Task material below:

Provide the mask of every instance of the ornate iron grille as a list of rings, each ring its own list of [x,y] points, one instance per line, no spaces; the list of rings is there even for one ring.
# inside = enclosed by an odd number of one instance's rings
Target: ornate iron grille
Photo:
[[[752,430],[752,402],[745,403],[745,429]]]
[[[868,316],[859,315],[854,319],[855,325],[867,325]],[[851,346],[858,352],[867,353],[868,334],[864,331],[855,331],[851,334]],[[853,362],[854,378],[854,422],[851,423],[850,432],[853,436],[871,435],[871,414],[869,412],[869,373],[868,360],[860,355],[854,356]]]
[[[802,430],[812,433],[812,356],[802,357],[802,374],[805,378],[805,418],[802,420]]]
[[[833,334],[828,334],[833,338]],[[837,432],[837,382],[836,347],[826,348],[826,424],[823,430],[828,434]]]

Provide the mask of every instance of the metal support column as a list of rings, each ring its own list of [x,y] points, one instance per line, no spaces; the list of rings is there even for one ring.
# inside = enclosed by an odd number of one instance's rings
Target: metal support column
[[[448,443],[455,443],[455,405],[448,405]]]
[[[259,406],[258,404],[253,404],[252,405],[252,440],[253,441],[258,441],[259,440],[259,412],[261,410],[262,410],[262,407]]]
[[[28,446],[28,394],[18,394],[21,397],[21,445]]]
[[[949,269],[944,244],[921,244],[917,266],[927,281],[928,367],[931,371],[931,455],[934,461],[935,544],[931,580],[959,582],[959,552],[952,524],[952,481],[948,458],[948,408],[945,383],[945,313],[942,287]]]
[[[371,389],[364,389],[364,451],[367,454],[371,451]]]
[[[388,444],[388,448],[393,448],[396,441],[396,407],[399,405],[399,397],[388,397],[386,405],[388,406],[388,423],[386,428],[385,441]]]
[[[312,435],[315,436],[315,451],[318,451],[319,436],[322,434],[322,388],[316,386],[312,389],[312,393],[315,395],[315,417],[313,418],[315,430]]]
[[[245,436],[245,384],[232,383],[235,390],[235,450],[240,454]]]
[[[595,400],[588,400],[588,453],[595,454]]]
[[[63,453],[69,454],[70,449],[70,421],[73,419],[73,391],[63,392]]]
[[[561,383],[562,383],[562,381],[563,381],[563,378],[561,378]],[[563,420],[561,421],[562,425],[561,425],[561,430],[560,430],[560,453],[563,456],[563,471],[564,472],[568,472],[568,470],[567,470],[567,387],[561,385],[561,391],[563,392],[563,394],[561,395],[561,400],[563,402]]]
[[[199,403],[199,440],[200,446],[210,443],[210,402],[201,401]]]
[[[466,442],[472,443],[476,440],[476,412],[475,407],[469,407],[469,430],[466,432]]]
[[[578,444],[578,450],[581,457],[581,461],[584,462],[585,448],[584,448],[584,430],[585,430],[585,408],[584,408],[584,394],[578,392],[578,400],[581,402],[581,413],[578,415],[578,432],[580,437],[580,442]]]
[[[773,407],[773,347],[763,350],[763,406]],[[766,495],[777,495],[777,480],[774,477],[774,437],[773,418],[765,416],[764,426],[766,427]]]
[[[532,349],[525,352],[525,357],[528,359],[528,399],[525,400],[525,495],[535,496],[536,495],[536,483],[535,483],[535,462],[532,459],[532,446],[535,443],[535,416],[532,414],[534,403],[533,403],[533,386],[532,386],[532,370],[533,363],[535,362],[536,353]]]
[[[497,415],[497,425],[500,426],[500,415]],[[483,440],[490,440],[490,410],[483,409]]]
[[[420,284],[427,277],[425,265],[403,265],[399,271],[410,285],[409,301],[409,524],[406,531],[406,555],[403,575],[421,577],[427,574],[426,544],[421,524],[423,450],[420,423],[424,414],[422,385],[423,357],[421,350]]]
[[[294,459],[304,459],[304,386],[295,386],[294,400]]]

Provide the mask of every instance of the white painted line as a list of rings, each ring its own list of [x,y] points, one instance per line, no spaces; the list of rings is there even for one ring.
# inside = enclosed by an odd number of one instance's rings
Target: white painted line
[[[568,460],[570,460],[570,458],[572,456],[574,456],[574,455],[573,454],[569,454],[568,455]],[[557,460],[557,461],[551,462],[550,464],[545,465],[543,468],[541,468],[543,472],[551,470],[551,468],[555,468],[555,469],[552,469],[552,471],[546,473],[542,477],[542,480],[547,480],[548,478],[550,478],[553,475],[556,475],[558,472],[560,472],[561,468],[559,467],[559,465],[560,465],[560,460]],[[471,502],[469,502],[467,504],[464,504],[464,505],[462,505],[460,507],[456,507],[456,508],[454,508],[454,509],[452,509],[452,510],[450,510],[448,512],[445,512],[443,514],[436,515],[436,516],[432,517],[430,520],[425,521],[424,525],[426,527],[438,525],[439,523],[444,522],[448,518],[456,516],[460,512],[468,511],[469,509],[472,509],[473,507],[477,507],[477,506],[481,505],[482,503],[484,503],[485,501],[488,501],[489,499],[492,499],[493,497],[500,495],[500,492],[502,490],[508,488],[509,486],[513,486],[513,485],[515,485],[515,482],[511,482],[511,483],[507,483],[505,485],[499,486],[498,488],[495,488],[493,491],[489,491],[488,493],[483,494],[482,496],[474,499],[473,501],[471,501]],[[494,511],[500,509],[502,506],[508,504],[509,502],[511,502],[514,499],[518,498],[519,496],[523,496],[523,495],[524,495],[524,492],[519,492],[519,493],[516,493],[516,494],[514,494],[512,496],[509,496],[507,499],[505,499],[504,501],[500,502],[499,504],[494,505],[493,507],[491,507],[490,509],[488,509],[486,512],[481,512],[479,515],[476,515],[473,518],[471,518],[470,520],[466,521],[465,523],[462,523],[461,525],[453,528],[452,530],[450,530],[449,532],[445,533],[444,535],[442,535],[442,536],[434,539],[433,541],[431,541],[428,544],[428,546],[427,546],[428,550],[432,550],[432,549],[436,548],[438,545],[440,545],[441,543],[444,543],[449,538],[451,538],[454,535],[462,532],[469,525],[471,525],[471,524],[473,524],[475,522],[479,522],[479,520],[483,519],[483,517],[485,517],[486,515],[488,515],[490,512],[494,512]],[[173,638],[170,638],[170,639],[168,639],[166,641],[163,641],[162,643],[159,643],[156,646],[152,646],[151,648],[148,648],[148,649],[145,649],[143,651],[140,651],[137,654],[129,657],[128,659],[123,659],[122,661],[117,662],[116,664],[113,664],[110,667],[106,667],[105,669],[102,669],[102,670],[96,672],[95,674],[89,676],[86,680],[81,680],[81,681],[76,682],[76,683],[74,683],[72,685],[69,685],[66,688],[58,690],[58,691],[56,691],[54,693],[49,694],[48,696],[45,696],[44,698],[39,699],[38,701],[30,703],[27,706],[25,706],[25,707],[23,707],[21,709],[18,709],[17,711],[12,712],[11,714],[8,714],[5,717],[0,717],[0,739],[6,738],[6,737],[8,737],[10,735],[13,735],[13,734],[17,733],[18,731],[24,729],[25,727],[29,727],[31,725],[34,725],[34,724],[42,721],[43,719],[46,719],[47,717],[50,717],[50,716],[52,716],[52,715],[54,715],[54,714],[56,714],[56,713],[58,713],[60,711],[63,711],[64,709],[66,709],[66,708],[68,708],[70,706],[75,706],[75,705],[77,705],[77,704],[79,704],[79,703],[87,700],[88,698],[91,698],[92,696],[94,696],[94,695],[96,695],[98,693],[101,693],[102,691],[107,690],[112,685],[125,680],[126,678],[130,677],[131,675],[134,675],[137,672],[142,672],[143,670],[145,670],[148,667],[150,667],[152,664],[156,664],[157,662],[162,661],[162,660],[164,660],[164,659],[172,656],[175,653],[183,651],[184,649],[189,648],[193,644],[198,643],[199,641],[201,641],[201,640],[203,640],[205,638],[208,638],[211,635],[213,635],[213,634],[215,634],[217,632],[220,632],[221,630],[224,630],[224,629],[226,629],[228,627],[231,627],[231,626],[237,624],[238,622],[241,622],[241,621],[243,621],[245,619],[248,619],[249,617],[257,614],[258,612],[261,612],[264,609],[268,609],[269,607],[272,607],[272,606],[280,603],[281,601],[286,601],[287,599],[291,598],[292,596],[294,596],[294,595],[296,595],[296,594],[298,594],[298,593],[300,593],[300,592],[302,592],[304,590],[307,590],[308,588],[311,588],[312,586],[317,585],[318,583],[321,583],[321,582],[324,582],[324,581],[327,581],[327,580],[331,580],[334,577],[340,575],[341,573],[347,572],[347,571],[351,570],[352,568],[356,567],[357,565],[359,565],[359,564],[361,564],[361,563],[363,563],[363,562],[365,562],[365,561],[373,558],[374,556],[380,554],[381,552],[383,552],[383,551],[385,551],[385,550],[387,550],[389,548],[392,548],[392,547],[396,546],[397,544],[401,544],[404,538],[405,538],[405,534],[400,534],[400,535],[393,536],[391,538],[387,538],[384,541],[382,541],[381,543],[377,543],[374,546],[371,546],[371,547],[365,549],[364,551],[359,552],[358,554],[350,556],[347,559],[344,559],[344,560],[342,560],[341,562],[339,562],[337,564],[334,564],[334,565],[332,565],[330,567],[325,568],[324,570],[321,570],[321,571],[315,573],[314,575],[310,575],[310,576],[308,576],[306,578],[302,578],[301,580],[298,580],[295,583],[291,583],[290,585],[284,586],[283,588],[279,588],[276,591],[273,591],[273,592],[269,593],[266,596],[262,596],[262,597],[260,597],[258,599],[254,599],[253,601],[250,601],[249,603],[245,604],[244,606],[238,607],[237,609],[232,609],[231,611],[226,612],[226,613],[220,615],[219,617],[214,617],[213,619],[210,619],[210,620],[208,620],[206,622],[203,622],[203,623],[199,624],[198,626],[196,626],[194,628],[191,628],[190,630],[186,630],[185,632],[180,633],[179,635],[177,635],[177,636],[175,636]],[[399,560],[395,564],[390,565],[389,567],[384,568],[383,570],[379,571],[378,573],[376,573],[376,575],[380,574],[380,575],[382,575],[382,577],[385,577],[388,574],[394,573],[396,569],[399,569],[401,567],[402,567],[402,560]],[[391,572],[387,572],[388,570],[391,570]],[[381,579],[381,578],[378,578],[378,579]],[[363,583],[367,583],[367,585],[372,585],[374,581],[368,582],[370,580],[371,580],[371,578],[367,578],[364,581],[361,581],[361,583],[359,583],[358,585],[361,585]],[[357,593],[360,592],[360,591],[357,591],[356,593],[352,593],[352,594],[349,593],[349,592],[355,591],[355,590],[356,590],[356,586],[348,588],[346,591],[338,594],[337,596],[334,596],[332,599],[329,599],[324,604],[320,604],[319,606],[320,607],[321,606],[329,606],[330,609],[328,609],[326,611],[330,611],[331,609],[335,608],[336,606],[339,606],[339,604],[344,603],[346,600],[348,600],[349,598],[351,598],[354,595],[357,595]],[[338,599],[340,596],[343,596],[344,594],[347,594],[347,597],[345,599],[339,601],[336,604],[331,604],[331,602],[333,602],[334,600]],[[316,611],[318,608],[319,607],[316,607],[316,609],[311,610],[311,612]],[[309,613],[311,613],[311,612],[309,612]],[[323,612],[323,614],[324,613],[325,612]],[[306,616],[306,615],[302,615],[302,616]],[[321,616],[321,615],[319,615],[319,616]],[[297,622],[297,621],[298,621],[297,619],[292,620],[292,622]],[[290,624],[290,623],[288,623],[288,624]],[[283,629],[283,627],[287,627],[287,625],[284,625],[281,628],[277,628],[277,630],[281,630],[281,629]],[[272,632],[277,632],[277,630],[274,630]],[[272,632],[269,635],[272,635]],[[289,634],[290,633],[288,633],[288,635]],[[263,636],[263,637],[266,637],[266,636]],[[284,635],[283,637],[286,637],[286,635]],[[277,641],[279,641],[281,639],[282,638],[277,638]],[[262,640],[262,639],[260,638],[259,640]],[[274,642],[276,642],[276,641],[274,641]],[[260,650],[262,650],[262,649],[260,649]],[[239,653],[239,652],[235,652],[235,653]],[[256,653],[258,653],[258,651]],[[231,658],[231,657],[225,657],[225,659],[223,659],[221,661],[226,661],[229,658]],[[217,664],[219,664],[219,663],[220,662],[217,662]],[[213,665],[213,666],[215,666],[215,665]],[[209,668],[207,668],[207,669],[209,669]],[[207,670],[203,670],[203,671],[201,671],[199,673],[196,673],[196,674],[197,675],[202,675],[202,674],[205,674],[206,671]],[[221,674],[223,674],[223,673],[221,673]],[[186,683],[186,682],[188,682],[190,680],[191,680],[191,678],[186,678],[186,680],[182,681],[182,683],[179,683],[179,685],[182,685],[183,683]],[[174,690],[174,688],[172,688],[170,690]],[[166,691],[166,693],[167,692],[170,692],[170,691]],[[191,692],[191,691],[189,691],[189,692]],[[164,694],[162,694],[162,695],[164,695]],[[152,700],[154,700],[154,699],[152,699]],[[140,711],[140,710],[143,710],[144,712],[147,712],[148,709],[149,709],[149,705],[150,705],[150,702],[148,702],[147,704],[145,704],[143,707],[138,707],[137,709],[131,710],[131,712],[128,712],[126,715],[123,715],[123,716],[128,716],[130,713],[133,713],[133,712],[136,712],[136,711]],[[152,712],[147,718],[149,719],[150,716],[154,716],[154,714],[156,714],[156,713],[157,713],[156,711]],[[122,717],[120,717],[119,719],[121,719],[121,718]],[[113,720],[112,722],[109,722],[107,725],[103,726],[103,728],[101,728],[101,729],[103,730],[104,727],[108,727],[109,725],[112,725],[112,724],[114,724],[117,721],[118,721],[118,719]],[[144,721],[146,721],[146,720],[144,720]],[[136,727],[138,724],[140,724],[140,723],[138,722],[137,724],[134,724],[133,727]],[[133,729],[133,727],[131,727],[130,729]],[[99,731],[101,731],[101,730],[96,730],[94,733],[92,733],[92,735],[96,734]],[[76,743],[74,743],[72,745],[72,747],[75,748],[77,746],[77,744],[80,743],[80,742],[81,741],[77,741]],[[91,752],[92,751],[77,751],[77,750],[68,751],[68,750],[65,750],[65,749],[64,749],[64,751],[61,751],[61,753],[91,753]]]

End of Task material.

▶ **Exercise goal**: Retrieve all lines from the data that contain the string "points".

▶ **Task answer**:
Provide the mask of every instance of the ornate iron grille as a list of rings, each ring its own list of [x,y] points, one instance per line, no spaces; the list of rings is there even for one ring.
Provide the mask of every instance of the metal support column as a list of rings, each ring its own list of [x,y] points, one instance per line, no spaces; the list of rings is there even for one ring.
Provide the mask of every instance of the white painted line as a list of rings, each ring its own list of [x,y] points, one instance per line, no spaces; the list of rings is there even for one ring.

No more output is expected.